## Page text:
════════

Reduce a string using grammar-like rules

I'm trying to find a suitable DP algorithm for simplifying a string. For example I have a string a b a b and a list of rules
a b -> b
a b -> c
b a -> a
c c -> b
The purpose is to get all single chars that can be received from the given string using these rules. For this example it will be b, c. The length of the given string can be up to 200 symbols. Could you please prompt an effective algorithm?
Rules always are 2 -> 1. I've got an idea of creating a tree, root is given string and each child is a string after one transform, but I'm not sure if it's the best way.
If you read those rules from right to left, they look exactly like the rules of a context free grammar, and have basically the same meaning. You could apply a bottom-up parsing algorithm like the Earley algorithm to your data, along with a suitable starting rule; something like
start <- start a
| start b
| start c
and then just examine the parse forest for the shortest chain of starts. The worst case remains O(n^3) of course, but Earley is fairly effective, these days.

════════

## Information:
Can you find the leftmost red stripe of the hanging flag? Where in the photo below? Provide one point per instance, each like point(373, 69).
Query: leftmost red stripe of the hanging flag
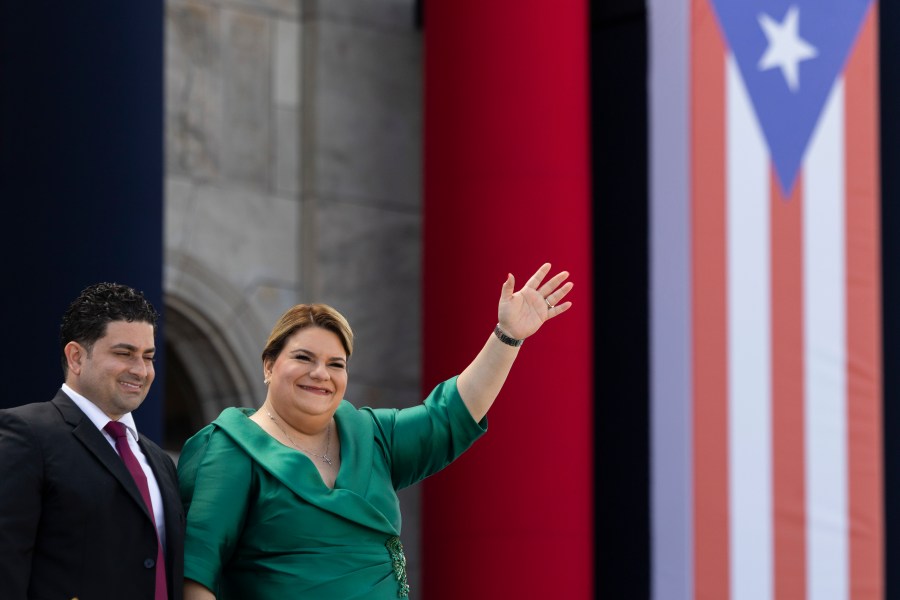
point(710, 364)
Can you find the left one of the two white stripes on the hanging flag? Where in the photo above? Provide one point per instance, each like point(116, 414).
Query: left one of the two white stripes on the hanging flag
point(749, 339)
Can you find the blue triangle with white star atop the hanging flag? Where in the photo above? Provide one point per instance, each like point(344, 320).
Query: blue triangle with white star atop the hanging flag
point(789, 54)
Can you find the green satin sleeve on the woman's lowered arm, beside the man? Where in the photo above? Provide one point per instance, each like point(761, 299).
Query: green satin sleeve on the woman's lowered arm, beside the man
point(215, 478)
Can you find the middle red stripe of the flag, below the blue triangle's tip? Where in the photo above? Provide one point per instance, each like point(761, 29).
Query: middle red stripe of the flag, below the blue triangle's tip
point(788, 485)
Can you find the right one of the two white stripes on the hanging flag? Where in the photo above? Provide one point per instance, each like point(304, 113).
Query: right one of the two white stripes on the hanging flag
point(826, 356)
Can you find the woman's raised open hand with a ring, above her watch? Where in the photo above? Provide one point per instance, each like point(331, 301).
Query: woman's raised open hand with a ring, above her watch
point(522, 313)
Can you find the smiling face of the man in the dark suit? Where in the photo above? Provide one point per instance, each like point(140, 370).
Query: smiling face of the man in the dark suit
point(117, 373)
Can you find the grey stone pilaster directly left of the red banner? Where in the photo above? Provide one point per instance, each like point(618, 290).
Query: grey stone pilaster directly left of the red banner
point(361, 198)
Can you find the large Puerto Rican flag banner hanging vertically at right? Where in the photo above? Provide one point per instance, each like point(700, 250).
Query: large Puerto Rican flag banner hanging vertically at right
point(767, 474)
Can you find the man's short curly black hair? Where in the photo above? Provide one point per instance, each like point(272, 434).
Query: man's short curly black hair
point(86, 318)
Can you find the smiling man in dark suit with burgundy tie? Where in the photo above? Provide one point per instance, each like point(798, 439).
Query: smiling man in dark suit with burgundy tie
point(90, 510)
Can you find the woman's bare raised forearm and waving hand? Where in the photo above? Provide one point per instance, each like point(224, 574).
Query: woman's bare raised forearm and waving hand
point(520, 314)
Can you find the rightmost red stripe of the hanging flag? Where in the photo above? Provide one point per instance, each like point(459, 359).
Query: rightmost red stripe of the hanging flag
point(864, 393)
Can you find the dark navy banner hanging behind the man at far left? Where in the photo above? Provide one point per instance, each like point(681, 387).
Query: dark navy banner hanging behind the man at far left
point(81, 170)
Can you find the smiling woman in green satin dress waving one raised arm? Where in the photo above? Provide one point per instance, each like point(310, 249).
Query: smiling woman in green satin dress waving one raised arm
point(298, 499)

════════

## Questions to answer:
[A] Rewrite the stretch from "Rules always are" through "the best way." in the thread on string reduction, with "graph" in place of "tree".
[B] Please check each statement against the thread on string reduction and mark it yes or no, quoting the words that decide it.
(i) Every rule turns two symbols into one.
(ii) The given string can be as long as 500 symbols.
(iii) The suggested parsing algorithm works top-down.
[C] Answer these from the thread on string reduction.
(i) Which single chars can be obtained in the example?
(ii) What is the worst case for the suggested approach?
(iii) In the tree idea, what serves as the root?

## Outputs for the tasks:
[A]
Rules always are 2 -> 1. I've got an idea of creating a graph, root is given string and each child is a string after one transform, but I'm not sure if it's the best way.

[B]
(i) Yes: "Rules always are 2 -> 1."
(ii) No: "The length of the given string can be up to 200 symbols."
(iii) No: "You could apply a bottom-up parsing algorithm like the Earley algorithm to your data"

[C]
(i) b, c
(ii) O(n^3)
(iii) The given string